=== Section Start ===

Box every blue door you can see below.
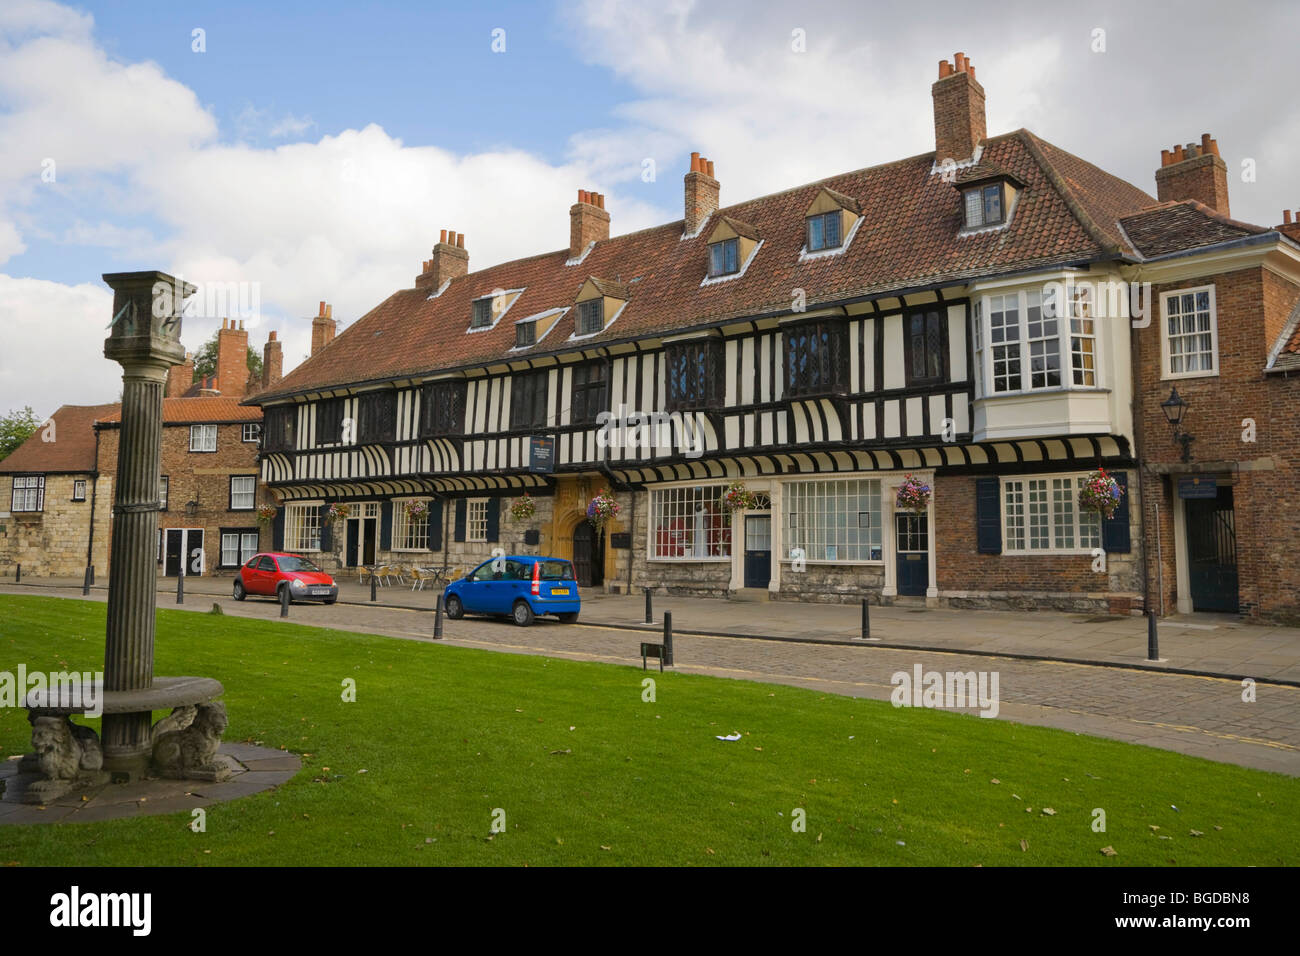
[895,513,928,597]
[463,561,495,613]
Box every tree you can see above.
[192,331,263,385]
[0,406,43,462]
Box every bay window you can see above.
[974,285,1101,396]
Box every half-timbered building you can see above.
[246,53,1300,618]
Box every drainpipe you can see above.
[85,426,102,583]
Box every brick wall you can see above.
[1135,265,1300,621]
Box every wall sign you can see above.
[529,435,555,473]
[1178,476,1218,499]
[610,532,631,550]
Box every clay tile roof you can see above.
[951,159,1022,187]
[587,276,630,300]
[0,404,117,474]
[716,215,761,241]
[252,129,1166,403]
[96,397,262,426]
[1119,199,1269,259]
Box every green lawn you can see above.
[0,593,1294,866]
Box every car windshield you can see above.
[278,556,323,573]
[538,561,575,581]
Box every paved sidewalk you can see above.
[11,573,1300,684]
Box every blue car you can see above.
[442,555,581,626]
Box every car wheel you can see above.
[558,611,579,624]
[445,594,464,620]
[233,579,246,601]
[512,600,535,627]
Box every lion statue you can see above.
[151,701,231,781]
[18,716,108,804]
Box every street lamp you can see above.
[185,498,199,517]
[1160,387,1194,463]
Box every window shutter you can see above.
[454,499,467,542]
[1101,471,1131,554]
[428,499,443,552]
[379,501,393,551]
[486,497,500,543]
[272,507,285,551]
[975,477,1001,554]
[319,504,333,552]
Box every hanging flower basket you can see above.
[895,474,932,514]
[723,480,757,519]
[256,505,277,526]
[404,499,428,521]
[1079,468,1125,519]
[325,502,351,523]
[510,492,536,522]
[586,490,621,530]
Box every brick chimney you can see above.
[215,317,249,398]
[166,351,195,398]
[1277,209,1300,243]
[1156,134,1230,217]
[311,301,336,356]
[932,52,987,164]
[569,190,610,259]
[262,330,283,390]
[415,230,469,292]
[684,152,719,237]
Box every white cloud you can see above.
[0,275,116,414]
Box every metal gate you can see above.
[1186,487,1238,613]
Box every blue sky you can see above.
[2,0,1298,415]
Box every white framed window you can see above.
[189,424,217,452]
[1002,475,1101,554]
[11,475,44,512]
[394,498,431,551]
[974,285,1102,396]
[159,476,169,511]
[242,423,261,443]
[72,479,87,501]
[466,499,489,543]
[1161,285,1218,379]
[285,503,322,552]
[783,478,882,563]
[229,476,256,511]
[221,532,260,568]
[649,484,731,560]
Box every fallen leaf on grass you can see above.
[549,749,571,755]
[1041,808,1056,816]
[705,847,715,855]
[1019,839,1028,852]
[1100,846,1118,857]
[1189,830,1203,837]
[990,779,1000,785]
[816,833,822,843]
[1148,825,1160,832]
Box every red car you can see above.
[234,552,339,604]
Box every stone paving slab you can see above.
[0,743,301,825]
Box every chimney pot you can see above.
[706,160,715,177]
[954,52,966,72]
[1201,133,1213,152]
[439,229,447,243]
[1284,209,1293,224]
[690,151,701,173]
[938,59,952,79]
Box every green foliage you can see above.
[0,406,43,461]
[0,594,1295,867]
[191,332,263,385]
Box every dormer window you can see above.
[806,211,842,251]
[577,299,604,335]
[964,183,1005,229]
[471,298,493,329]
[515,321,536,347]
[709,238,739,277]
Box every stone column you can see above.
[100,271,191,777]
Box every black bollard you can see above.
[663,610,674,667]
[14,564,19,583]
[433,592,444,639]
[280,585,290,618]
[370,571,377,603]
[1146,608,1160,661]
[176,567,184,604]
[644,586,652,624]
[861,597,870,640]
[82,566,92,596]
[88,565,95,586]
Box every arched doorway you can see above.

=== Section End ===

All of the data needs repeating exactly, but the pictures do not.

- **Answer to this problem**
Box every blue door you can see below.
[895,513,928,597]
[463,561,495,613]
Box every tree you can see above.
[192,331,263,385]
[0,406,43,462]
Box every bay window you can see above.
[974,285,1101,396]
Box every half-timbered building you can see above.
[246,53,1300,618]
Box every drainpipe you can see above.
[85,426,102,583]
Box every brick wall you can see above.
[1135,265,1300,621]
Box every wall sign you can see above.
[529,435,555,473]
[1178,476,1218,499]
[610,532,631,550]
Box every clay tile roof you can see above.
[951,159,1022,187]
[587,276,630,300]
[0,404,117,474]
[716,215,761,241]
[252,129,1166,403]
[96,397,262,426]
[1119,199,1269,259]
Box every green lawn you can see above.
[0,593,1294,866]
Box every car windshield you can see above.
[278,556,323,573]
[538,561,575,581]
Box every paved sidewalk you can see above.
[11,573,1300,684]
Box every blue car you can see above.
[442,555,581,626]
Box every car wheel you can see above.
[558,611,579,624]
[445,594,464,620]
[233,579,246,601]
[512,600,535,627]
Box every lion statue you can see above.
[151,701,231,781]
[18,716,108,804]
Box every street lamp you can see above.
[185,498,199,517]
[1160,387,1194,463]
Box every window shutter you can see above.
[454,499,467,542]
[1101,471,1131,554]
[428,499,443,552]
[379,501,393,551]
[486,497,500,543]
[272,507,285,551]
[975,477,1001,554]
[319,504,333,552]
Box every hanging flower basket you can see above.
[895,474,932,514]
[723,480,757,519]
[256,505,277,526]
[404,499,428,521]
[1079,468,1125,519]
[325,502,351,523]
[510,492,536,522]
[586,490,621,530]
Box every brick chimney you can see above.
[215,317,249,398]
[166,351,195,398]
[1277,209,1300,243]
[1156,134,1230,217]
[311,301,336,356]
[932,52,987,164]
[569,190,610,259]
[262,330,283,390]
[415,230,469,292]
[684,152,719,237]
Box every white cloud you can see above.
[0,275,116,414]
Box every metal gate you can see above.
[1186,487,1238,613]
Box every blue sky you can see above.
[2,0,1298,415]
Box every white framed window you can see above.
[189,424,217,452]
[1002,475,1101,554]
[11,475,44,512]
[394,498,431,551]
[974,285,1102,396]
[159,476,169,511]
[242,423,261,443]
[72,479,87,501]
[466,499,489,543]
[1161,285,1218,379]
[285,503,322,552]
[783,478,882,563]
[229,476,256,511]
[221,532,260,568]
[649,484,731,560]
Box every fallen leaf on grass you can see above.
[549,749,571,755]
[1041,808,1056,816]
[705,847,715,855]
[1019,839,1028,852]
[1100,846,1118,857]
[1189,830,1203,837]
[990,779,1000,785]
[816,833,822,843]
[1148,825,1160,832]
Box every red car you can see above.
[234,552,339,604]
Box every stone paving slab you can see above.
[0,743,301,825]
Box every chimney pot you can see above.
[706,160,715,177]
[954,52,966,72]
[1201,133,1213,152]
[439,229,447,243]
[1284,209,1293,224]
[690,151,701,173]
[938,59,952,79]
Box every green foliage you can see above.
[0,406,43,461]
[0,594,1295,867]
[191,332,263,385]
Box every dormer window you can see above.
[806,211,842,251]
[577,299,604,335]
[964,183,1005,229]
[471,298,493,329]
[515,321,536,347]
[709,238,739,277]
Box every stone column you can see above.
[100,271,191,777]
Box every black bollard you can see above.
[663,610,674,667]
[14,564,19,583]
[433,592,444,639]
[280,585,290,618]
[370,571,377,603]
[1146,608,1160,661]
[176,567,184,604]
[644,586,652,624]
[861,597,870,640]
[82,566,92,596]
[88,565,95,586]
Box every arched doorway you can see above.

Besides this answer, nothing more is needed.